----- SUPPLIED PASSAGE -----

As nine-year-old Kimmie Weeks and his mother huddled together desperately on a cold concrete floor, he prayed they would survive.
While trapped in one of Africa’s bloodiest civil wars, Weeks would soon learn that survival is all he could hope for.
“It started with an explosion, and then there was gunfire everywhere… People started to run into their homes for shelter,” Weeks said. “My mom and I were on the floor, everyday missiles and rockets were falling on the houses around us.”
And while Weeks did survive to tell the story during a recent Toronto visit, the same cannot be said for the 250,000 Liberians who perished in the 1989 civil war.
“Imagine that feeling of knowing that people you’ve grown up with, people you’ve spent your life with, are next door – and they’re being killed.”
Liberia is one of Africa’s most impoverished nations. Established in 1847 by former African-American slaves, the country was thrust into civil war after years of ethnic tension between the Americo-Liberians and indigenous African tribes.
Fourteen years of civil war left one in 17 dead, over one million displaced in refugee camps and 1.7 million living in poverty. To many, these numbers are just a statistic. To Weeks, they are a reality.
“We had gone from normalcy to suddenly being in the midst of civil war,” Weeks said. “People were getting killed, women were getting raped, houses were being burned and children were being used as soldiers.”
The nation-wide destruction left Liberia’s economy and social infrastructure in ruins. Disease was rampant, and Weeks battled cholera when he was 10 while living in a refugee camp for those displaced by the war.
One day, when severely sick and unresponsive, he was declared dead and his body was tossed into a pile of corpses. His mother, refusing to believe he had passed, dug threw the heap of lifeless bodies, found Weeks, and managed to revive him.
“All I remember is my body being shaken, and I open my eyes and I look up and my mom’s there, and all I see are tears and grief in her face,” Weeks said. “I will never forget that image.”
Weeks said the near death experience inspired him to dedicate his life to helping child victims of poverty, war, malnutrition and disease. At 13, he started Liberia’s first child rights advocacy organization, Voice of the Future, Inc.
By 15, he was working with UNICEF and his newly founded group the Children’s Disarmament Campaign to disarm the country’s estimated 20,000 soldiers.
In 1998, Weeks published a controversial report about the Liberian government’s training of child soldiers. The Liberian government arrested his classmates, colleagues and friends, then ordered his assassination. He was forced to flee to the U.S under political asylum.

-----

REQUIRED WORK
1) Answer these from the article about Kimmie Weeks:
(a) In what year was Liberia established, and by whom?
(b) How old was Weeks when he started Voice of the Future, Inc.?
(c) About how many soldiers was the Children's Disarmament Campaign working to disarm?
2) Rewrite the paragraph in the article about Kimmie Weeks that begins "In 1998, Weeks published" as a short bulleted list that keeps its main facts.
3) Carry on the article about Kimmie Weeks from its final sentence.
You won't need the records for this work.

----- THE DATA -----

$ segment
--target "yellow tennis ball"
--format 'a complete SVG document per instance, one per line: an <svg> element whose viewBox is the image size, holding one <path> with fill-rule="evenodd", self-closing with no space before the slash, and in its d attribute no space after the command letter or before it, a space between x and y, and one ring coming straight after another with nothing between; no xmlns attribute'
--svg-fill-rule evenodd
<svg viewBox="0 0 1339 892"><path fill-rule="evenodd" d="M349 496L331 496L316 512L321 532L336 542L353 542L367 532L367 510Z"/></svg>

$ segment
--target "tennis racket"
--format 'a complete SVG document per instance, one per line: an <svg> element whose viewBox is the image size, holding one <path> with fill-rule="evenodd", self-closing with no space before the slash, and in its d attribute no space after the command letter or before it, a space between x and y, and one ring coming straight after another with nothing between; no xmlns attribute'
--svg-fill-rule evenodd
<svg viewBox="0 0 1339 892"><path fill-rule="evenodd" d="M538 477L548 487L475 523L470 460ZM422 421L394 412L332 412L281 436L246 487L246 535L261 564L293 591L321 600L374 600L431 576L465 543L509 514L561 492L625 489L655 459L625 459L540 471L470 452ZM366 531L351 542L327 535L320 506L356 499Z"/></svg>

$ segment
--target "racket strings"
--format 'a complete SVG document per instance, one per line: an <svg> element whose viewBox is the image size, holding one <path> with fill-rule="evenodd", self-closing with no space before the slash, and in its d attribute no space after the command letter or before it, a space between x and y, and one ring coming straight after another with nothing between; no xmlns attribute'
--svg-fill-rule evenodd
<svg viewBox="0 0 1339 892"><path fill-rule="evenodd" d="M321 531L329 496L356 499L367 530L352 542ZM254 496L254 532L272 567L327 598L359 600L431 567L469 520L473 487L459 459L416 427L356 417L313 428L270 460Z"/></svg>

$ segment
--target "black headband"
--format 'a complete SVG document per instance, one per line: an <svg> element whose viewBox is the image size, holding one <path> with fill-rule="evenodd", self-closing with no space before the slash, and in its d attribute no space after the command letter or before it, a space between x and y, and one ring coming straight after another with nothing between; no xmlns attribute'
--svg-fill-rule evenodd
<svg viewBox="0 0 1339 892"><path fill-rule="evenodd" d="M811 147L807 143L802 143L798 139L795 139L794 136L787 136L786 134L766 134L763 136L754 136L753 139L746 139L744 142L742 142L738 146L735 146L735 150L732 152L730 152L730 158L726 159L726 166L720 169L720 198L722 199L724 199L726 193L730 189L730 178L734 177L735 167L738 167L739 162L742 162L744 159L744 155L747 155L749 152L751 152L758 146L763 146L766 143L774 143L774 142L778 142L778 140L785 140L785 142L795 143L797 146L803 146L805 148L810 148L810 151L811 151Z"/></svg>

-----

RESULTS FOR THE EXERCISE
1)
(a) Liberia was established in 1847 by former African-American slaves.
(b) He was 13.
(c) An estimated 20,000 soldiers.

2)
- In 1998, Weeks published a controversial report on the Liberian government's training of child soldiers.
- The government arrested his classmates, colleagues and friends.
- It then ordered his assassination.
- He fled to the U.S. under political asylum.

3)
Recently in Toronto, Weeks spoke at a small house gathering at Danforth and Coxwell avenues to tell attendees how they can get involved by spreading awareness or donating money or resources to the organization.
Danish Ahmed, who held the event at his house, said he was happy to contribute to raising awareness of these issues.
“Because I’ve been so blessed, so gifted and have conscious choice, now let me look at how I can help others become more conscious and appreciative, and help them transcend the challenges of their life and transform the quality of the world,” Ahmed said.
Some, such as Danielle Fortier, originally from Montreal and now living in the west end of Toronto, said while it’s easy to feel distant from Africa’s problems, it’s important for those in developed countries to contribute however they can.
“If we think Africa’s problem is not ours, we’re getting it wrong,” Fortier said. “We are all inter-dependent. If we don’t act on that, then their problems will become ours.”
This is what Weeks stresses everyday, by telling people they can indeed make a difference, much like he did.
Today, Weeks is executive director of Youth Action International, an organization he founded to help over 100,000 children in six post-war African countries, by building schools, libraries, science labs and computer centres in impoverished nations, as well as teaching sustainable skills such as farming.
An internationally acclaimed activist, Weeks has won multiple honours such as the Brick Award and the National Excellence Award for his work in raising awareness of humanitarian issues. He has said he may run for president of Liberia in 2017.
“I believe changing the world is no longer about the government or big organizations, it’s about individuals who are able to say I will stand up, and I will make change happen,” Weeks said. “Real change happens with one person.”